• [Fonte]:
——————————

Rientro dei cervelli: il nuovo regime di agevolazione fiscale

2 Novembre 2023

Paolo Ronca, Counsel, Legance

Andrea Bracchi, Managing Associate, Legance

Michele Barcellona, Senior Associate, Legance

Di cosa si parla in questo articolo

Il presente contributo analizza le modifiche contenute nello schema di decreto legislativo di attuazione della riforma fiscale in materia di fiscalità internazionale al regime di agevolazione fiscale dei lavoratori impatriati funzionale al c.d. rientro dei cervelli.


1. Introduzione: le modifiche all’agevolazione per il rientro dei cervelli

Lo schema di decreto legislativo di attuazione della riforma fiscale in materia di fiscalità internazionale (“Schema di Decreto”) ridimensiona significativamente la portata del regime dei lavoratori impatriati, circoscrivendone l’ambito soggettivo di applicazione e riducendo la misura dell’agevolazione per il c.d. “rientro dei cervelli”.

Più nel dettaglio:

  • i redditi agevolabili sono solamente quelli di lavoro dipendente (o assimilato) e di lavoro autonomo [1] prodotti in Italia;
  • l’agevolazione è rivolta ai lavoratori che soddisfano tutte le seguenti condizioni:
    1. trasferiscono la residenza fiscale in Italia;
    2. non hanno avuto la residenza fiscale in Italia nei tre periodi d’imposta precedenti il trasferimento [2];
    3. si impegnano a risiedere in Italia per almeno cinque anni [3];
    4. instaurano un nuovo rapporto di lavoro con un soggetto diverso da quello presso cui erano impiegati all’estero prima del trasferimento nonché da quelli appartenenti al suo stesso gruppo;
    5. prestano l’attività lavorativa per la maggior parte del periodo d’imposta nel territorio dello Stato;
    6. sono in possesso di alcuni requisiti di elevata qualificazione o specializzazione;
  • l’agevolazione consiste in una detassazione dei redditi agevolabili nella misura del 50% [4], entro un limite massimo (di nuova introduzione) di 600.000 euro;
  • il nuovo regime si applica a favore dei soggetti che conseguono la residenza fiscale in Italia a decorrere dal periodo d’imposta 2024 [5].

La disposizione pone diverse questioni interpretative, alcune delle quali meriterebbero di essere risolte prima dell’approvazione del testo normativo.

2. Novità del rapporto di lavoro e trasferimenti infragruppo

Tra le condizioni di accesso al nuovo regime per il rientro dei cervelli, è previsto che l’attività lavorativa in Italia venga svolta dal lavoratore impatriato “[…] in virtù di un nuovo rapporto di lavoro con un soggetto diverso da quello presso il quale il lavoratore era impiegato all’estero prima del trasferimento, nonché da quelli appartenenti al suo stesso gruppo […]”[6].

Il requisito in esame è ispirato da una evidente finalità antielusiva: si vuole così evitare che un lavoratore impiegato in Italia, al solo fine di beneficiare dell’agevolazione, ottenga il trasferimento all’estero dal proprio datore di lavoro (solitamente presso una sede estera dello stesso datore di lavoro o di una società del gruppo) per il periodo minimo di residenza fiscale estera richiesto dalla norma, per poi rientrare in Italia alle dipendenze del medesimo datore di lavoro o, comunque, alle dipendenze di una società appartenente allo stesso gruppo[7]. Un comportamento di questo tipo risulta infatti chiaramente in contrasto con la ratio della norma, volta ad attrarre in Italia soggetti che, grazie all’esperienza maturata all’estero, favoriscano lo sviluppo economico, culturale e tecnologico del Paese.

——————————

(Righe non elaborate)
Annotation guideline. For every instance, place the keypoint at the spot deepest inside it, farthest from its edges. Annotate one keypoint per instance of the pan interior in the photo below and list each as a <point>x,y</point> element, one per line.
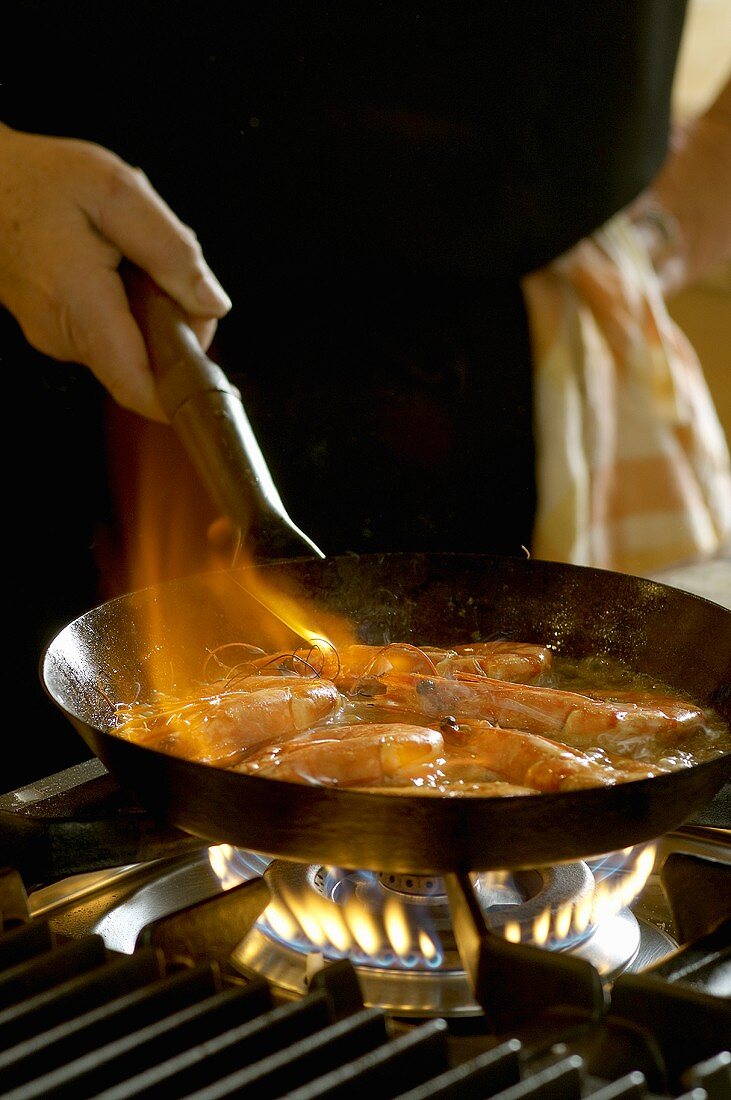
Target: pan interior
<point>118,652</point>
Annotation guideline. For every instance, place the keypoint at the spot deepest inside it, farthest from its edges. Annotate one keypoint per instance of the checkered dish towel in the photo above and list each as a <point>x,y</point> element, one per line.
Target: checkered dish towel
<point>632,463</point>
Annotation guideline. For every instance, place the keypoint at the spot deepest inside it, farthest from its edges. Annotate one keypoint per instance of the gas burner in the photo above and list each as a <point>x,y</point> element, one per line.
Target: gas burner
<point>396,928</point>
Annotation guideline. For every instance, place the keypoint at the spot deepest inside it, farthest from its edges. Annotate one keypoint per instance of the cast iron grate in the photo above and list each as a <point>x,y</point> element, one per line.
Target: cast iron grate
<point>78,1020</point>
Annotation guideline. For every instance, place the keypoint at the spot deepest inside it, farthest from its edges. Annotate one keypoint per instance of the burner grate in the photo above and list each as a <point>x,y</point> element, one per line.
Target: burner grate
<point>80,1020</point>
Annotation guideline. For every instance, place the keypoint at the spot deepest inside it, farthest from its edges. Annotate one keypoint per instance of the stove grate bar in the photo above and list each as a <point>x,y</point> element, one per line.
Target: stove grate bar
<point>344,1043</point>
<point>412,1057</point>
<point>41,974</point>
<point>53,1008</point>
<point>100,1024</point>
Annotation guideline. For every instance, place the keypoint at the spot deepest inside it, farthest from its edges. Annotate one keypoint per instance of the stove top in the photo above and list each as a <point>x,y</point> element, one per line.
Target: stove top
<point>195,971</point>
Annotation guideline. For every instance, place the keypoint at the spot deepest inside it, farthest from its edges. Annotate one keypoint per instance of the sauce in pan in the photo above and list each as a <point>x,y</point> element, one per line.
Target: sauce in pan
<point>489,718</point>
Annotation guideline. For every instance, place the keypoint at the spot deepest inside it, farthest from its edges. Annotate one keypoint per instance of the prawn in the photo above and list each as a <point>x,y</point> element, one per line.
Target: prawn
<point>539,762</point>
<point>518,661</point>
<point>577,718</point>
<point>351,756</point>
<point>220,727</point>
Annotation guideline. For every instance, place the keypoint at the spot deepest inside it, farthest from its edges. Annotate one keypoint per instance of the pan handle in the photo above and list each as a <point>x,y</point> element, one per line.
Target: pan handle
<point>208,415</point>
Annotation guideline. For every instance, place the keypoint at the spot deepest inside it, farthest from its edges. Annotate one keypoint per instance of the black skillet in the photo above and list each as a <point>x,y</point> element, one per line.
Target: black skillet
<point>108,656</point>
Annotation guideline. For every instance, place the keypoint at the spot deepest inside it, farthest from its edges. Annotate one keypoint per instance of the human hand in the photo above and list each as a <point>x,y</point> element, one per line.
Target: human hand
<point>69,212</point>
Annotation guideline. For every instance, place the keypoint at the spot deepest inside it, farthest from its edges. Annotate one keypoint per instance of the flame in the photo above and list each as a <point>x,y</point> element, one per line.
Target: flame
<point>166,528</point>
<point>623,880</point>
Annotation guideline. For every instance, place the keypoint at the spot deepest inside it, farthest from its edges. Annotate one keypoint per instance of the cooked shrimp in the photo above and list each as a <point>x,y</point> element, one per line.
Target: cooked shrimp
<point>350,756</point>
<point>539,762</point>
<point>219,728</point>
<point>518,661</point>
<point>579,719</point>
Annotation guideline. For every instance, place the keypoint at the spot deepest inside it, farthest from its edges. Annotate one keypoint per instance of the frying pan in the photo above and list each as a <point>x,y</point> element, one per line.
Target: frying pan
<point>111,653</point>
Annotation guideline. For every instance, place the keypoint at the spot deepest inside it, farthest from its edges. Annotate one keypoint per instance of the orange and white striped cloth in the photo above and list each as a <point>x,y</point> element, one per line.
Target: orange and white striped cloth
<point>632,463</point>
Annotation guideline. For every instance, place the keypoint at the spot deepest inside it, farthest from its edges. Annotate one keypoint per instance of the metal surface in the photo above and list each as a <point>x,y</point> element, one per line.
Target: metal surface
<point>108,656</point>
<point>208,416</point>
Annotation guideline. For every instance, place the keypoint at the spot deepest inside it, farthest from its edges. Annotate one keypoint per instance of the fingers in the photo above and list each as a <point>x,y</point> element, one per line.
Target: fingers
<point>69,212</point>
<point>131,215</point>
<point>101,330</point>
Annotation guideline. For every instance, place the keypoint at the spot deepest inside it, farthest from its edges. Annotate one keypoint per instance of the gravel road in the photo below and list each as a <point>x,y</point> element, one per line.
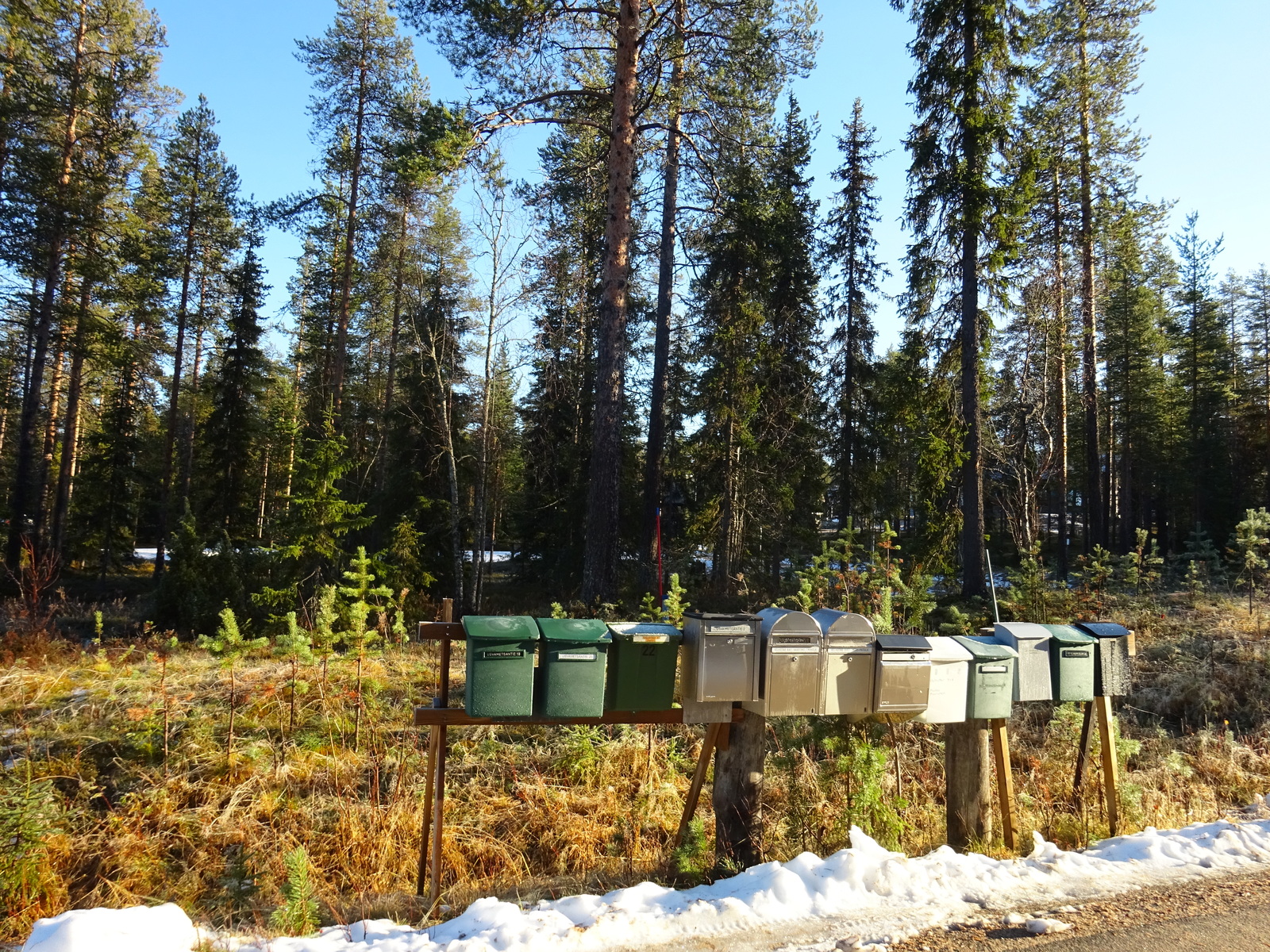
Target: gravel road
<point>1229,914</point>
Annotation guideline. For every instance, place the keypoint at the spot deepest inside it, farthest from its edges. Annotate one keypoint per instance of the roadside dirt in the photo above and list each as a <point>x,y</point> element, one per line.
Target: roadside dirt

——————————

• [Cosa occorre]:
Ricopia dal testo sul rientro dei cervelli il tratto che va da "La disposizione pone" fino a "del testo normativo.". Le righe hanno un'origine diversa.

• [Risposta qui sotto]:
La disposizione pone diverse questioni interpretative, alcune delle quali meriterebbero di essere risolte prima dell’approvazione del testo normativo.